Task requirements.
Rewrite the records as a two-column CSV with the header text,answer. Start with the line containing "Locate the black jacket" and go on through the line containing "column 805, row 648". Give one row per record, placing each value in a single quoted field and replacing any line breaks with spaces.

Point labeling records
━━━━

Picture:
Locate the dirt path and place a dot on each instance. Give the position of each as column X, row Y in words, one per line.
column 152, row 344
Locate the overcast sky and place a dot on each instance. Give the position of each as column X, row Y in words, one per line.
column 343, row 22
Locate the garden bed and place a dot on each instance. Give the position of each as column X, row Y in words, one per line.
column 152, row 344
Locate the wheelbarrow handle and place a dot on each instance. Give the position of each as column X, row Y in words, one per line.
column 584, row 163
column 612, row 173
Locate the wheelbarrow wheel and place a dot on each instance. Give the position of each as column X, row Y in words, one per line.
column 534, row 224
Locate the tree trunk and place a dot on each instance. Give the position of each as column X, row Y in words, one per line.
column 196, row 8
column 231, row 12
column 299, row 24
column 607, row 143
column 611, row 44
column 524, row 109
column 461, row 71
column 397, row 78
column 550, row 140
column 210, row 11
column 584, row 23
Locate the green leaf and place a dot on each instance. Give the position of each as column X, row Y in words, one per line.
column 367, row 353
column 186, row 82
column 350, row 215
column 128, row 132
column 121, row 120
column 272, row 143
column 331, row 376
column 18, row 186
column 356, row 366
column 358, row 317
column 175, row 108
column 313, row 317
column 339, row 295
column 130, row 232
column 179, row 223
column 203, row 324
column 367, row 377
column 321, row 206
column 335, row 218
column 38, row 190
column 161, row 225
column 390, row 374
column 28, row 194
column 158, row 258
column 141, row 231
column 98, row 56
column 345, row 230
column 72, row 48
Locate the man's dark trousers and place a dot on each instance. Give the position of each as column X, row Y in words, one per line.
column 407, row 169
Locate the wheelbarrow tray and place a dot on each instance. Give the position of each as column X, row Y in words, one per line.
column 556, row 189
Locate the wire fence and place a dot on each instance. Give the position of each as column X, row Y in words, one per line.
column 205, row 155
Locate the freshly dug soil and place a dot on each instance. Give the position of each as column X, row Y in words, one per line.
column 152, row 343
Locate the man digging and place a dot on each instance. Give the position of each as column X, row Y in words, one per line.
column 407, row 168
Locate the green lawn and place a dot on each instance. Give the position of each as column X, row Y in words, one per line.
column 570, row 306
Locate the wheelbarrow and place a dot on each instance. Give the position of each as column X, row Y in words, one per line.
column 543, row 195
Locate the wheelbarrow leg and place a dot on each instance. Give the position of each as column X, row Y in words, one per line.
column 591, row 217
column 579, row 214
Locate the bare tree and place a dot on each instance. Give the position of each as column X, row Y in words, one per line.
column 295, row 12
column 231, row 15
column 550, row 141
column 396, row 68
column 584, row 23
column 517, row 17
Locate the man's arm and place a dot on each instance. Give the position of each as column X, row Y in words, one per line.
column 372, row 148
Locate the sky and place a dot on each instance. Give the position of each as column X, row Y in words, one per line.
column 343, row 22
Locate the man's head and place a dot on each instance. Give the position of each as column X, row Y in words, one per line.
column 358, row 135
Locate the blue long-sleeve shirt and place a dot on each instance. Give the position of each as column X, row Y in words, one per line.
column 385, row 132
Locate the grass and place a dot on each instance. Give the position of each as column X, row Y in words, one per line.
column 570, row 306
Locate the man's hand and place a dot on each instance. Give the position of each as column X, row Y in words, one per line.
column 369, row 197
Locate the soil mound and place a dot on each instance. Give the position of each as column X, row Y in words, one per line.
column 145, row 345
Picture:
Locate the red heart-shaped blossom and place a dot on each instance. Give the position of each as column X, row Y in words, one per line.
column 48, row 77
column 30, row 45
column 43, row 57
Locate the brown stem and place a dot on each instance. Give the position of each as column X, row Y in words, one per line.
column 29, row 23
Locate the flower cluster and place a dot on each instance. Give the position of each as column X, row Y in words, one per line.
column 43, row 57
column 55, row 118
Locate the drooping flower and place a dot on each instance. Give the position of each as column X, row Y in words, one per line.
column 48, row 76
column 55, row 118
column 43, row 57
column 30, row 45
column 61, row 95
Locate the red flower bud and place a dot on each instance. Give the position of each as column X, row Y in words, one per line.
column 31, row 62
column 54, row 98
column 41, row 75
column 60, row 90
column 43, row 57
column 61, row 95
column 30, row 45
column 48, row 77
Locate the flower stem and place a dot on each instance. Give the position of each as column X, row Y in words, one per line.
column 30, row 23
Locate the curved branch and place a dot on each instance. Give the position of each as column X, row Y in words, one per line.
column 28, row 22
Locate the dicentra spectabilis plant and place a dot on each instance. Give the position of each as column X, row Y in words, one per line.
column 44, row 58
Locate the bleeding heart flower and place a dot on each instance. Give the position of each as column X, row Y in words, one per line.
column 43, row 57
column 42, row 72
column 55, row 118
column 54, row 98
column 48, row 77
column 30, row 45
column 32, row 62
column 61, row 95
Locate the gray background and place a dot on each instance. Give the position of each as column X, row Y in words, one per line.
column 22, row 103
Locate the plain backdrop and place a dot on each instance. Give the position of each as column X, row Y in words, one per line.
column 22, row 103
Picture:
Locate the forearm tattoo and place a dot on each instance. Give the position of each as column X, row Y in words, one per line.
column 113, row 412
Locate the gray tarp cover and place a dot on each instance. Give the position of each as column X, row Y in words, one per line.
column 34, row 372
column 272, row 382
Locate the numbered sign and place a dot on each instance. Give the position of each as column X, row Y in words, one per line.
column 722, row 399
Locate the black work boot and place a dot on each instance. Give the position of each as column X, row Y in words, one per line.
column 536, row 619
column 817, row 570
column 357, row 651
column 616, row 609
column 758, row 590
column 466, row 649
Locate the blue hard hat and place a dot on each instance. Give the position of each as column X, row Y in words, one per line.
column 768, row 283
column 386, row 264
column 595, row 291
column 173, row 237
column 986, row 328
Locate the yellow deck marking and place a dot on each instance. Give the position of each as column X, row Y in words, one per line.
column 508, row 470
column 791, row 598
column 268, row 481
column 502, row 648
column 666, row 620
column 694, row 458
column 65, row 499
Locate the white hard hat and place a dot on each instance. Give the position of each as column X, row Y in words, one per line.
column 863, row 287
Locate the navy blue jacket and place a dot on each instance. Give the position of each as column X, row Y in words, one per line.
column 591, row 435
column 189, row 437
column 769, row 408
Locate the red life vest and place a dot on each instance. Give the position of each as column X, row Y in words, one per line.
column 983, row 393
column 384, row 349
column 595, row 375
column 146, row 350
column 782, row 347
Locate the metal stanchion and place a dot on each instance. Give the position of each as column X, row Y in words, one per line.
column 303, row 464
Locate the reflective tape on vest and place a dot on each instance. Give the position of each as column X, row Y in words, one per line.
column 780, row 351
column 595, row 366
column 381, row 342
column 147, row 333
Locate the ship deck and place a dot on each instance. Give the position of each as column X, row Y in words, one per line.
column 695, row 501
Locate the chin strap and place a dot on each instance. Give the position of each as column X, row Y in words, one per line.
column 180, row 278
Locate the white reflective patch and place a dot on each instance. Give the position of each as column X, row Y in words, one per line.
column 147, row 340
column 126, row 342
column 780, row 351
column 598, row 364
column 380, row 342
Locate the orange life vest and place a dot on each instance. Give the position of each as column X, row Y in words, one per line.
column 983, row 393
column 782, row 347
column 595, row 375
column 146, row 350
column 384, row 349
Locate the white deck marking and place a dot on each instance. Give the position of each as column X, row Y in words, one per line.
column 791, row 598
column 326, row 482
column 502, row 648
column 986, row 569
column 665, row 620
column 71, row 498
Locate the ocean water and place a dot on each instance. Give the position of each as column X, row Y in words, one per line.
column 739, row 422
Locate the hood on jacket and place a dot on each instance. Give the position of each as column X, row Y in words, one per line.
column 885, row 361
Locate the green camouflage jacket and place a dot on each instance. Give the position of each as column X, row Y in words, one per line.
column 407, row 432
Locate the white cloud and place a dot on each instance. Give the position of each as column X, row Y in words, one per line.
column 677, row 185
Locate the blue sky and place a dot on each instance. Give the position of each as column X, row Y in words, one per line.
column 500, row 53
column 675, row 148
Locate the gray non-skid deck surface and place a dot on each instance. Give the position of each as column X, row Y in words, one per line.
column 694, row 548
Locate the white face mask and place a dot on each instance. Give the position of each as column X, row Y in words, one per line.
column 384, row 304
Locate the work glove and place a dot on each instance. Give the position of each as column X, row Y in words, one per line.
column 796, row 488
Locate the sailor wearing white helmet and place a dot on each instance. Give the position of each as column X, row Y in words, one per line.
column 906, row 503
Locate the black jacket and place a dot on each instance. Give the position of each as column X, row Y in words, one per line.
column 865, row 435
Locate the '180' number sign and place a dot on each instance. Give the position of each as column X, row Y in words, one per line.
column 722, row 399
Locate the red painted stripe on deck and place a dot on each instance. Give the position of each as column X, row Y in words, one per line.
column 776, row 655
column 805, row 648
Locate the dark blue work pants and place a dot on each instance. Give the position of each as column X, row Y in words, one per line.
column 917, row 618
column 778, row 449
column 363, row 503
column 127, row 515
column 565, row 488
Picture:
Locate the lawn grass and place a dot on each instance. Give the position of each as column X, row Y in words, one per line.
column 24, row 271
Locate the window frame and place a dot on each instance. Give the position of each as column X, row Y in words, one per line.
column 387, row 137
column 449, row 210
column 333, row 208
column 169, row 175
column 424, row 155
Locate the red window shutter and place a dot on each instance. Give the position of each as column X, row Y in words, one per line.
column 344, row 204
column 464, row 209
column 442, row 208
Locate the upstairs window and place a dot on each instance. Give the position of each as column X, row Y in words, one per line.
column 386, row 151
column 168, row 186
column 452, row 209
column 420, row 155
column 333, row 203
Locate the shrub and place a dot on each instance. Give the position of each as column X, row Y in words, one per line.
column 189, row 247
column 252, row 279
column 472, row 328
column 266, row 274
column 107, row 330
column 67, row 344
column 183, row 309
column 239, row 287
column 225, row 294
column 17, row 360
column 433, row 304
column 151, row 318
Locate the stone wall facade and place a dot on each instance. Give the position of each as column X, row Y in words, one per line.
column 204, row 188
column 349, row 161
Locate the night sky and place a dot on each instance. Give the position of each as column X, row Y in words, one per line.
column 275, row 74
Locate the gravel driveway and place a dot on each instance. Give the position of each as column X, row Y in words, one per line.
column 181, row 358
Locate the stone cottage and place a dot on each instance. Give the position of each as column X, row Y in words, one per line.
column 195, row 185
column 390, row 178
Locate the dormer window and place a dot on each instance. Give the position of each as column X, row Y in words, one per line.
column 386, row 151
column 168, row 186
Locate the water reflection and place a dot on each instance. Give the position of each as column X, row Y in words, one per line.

━━━━

Worked solution.
text,answer
"Locate the black jacket and place a dot on each instance. Give the position of each as column X, row Y in words, one per line.","column 865, row 435"
"Locate the '180' number sign and place a dot on each instance. Give the position of each as column X, row Y in words, one per line.","column 722, row 399"
"Locate the red painted stripe on deck and place a dot on each instance. Give the position of each as column X, row Y in words, one per line.","column 776, row 655 column 805, row 648"